TASK TO CARRY OUT =>
Your answer should be every line of the entries that has the string "gold" in it.

Dataset entries:
▽

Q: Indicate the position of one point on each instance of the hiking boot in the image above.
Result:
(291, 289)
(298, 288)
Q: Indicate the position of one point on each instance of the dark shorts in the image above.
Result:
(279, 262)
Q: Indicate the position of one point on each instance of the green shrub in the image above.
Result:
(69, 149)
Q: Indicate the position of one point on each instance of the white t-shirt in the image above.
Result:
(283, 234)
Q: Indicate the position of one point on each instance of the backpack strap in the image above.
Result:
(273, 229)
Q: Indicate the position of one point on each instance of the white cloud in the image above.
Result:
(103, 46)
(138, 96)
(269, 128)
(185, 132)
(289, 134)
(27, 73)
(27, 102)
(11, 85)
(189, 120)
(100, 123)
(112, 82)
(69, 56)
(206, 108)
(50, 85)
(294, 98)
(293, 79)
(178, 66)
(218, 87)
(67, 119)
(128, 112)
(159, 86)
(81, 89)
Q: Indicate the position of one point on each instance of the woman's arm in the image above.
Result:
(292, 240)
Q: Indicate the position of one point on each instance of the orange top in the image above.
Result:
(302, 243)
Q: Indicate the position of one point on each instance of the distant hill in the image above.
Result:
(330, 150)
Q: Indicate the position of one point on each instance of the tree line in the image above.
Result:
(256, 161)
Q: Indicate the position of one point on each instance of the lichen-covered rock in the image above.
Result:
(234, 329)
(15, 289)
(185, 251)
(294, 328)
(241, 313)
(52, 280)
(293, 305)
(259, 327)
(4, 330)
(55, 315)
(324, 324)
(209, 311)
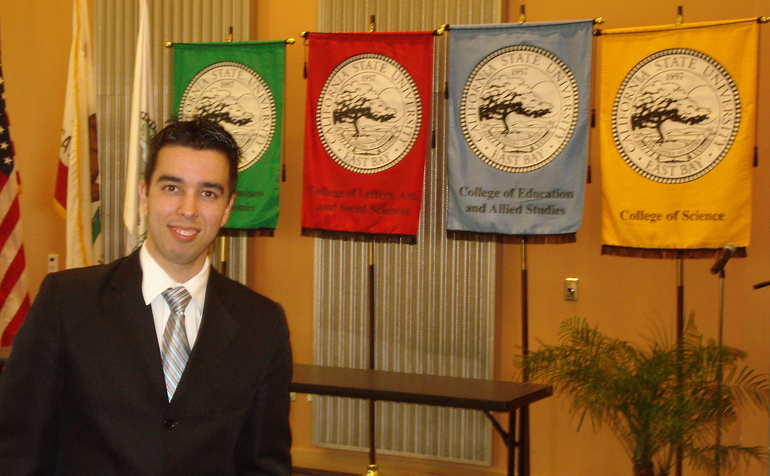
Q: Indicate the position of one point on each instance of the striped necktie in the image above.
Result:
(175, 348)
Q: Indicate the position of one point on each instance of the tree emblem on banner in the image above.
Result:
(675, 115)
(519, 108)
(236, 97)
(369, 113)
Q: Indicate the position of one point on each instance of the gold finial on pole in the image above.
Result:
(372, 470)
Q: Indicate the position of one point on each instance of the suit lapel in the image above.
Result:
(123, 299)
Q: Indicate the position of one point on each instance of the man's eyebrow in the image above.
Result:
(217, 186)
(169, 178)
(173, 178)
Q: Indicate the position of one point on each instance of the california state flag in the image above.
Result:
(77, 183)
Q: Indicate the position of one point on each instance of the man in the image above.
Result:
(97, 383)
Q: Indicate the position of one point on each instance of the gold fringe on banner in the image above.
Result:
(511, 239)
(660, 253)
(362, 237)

△
▽

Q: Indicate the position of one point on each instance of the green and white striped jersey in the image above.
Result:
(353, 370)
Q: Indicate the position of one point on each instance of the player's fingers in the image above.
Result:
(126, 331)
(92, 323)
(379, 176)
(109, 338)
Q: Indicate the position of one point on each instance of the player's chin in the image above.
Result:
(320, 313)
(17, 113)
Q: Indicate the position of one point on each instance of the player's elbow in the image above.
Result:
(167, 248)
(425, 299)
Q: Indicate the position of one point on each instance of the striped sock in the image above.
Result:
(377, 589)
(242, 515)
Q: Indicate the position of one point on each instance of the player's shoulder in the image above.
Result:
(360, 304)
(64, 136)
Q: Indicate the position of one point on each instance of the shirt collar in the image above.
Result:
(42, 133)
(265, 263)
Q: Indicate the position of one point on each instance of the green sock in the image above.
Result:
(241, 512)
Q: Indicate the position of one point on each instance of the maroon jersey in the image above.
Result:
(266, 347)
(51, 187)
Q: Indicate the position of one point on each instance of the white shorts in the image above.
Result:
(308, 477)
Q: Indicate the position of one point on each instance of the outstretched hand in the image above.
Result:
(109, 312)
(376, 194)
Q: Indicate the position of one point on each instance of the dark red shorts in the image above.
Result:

△

EXPECTED ANSWER =>
Q: Indicate the position of one point on each instance of the gold finial on pole in the image above.
Q: Indicate the position of one point on each instance of the gold fringe on banner in the image above.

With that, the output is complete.